##### TRECHO EXTRAÍDO #####

Já virou placar-comum.
Volta e meia, de tempos em tempos, o Flamengo endoidece e baixa o sarrafo, sem a menor sensibilidade, num time sem culpa nenhuma de nada. Muitas vezes, fora de casa.
Os mais antigos não esquecem do Flamengo 5 x 0 Santos de 1984, pela Libertadores, em pleno Morumbi – Ubaldo Fillol na nossa meta, o não menos lendário Rodolfo Rodrígues sob as traves deles. Ou do Fla-Flu de 1989. E os mais novinhos enchem a boca para rir do Flamengo x Corinthians do Brasileiro de 1994, ou do Flamengo 5 a 1 no Cruzeiro em 2016 – para não falar do jogo eterno de 2019 que deixaria nosso treinador tristonho.
Situação normal, tanto que a história rubro-negra periga contar mais cinco-a-zeros do que o vulgar OXO. Com um detalhe: normalmente, o Cincun Rubro-Negro surge por obra da malícia, graça e habilidade. Até hoje, não me lembro de ter visto um Flamengo tão brutal como o de domingo, em Salvador. Um Flamengo que fez lembrar Tank Abbott.

#####

• **PEDIDO ESCRITO**
Troque "Morumbi" por "Pacaembu" ao reescrever o texto sobre o Flamengo de "Volta e meia, de" até "nosso treinador tristonho.".

##### LINHAS ARMAZENADAS #####

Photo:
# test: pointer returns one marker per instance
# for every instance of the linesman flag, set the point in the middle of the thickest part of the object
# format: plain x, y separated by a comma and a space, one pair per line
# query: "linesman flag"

#####

• **RESPOSTA DO EXERCÍCIO**
Volta e meia, de tempos em tempos, o Flamengo endoidece e baixa o sarrafo, sem a menor sensibilidade, num time sem culpa nenhuma de nada. Muitas vezes, fora de casa.
Os mais antigos não esquecem do Flamengo 5 x 0 Santos de 1984, pela Libertadores, em pleno Pacaembu – Ubaldo Fillol na nossa meta, o não menos lendário Rodolfo Rodrígues sob as traves deles. Ou do Fla-Flu de 1989. E os mais novinhos enchem a boca para rir do Flamengo x Corinthians do Brasileiro de 1994, ou do Flamengo 5 a 1 no Cruzeiro em 2016 – para não falar do jogo eterno de 2019 que deixaria nosso treinador tristonho.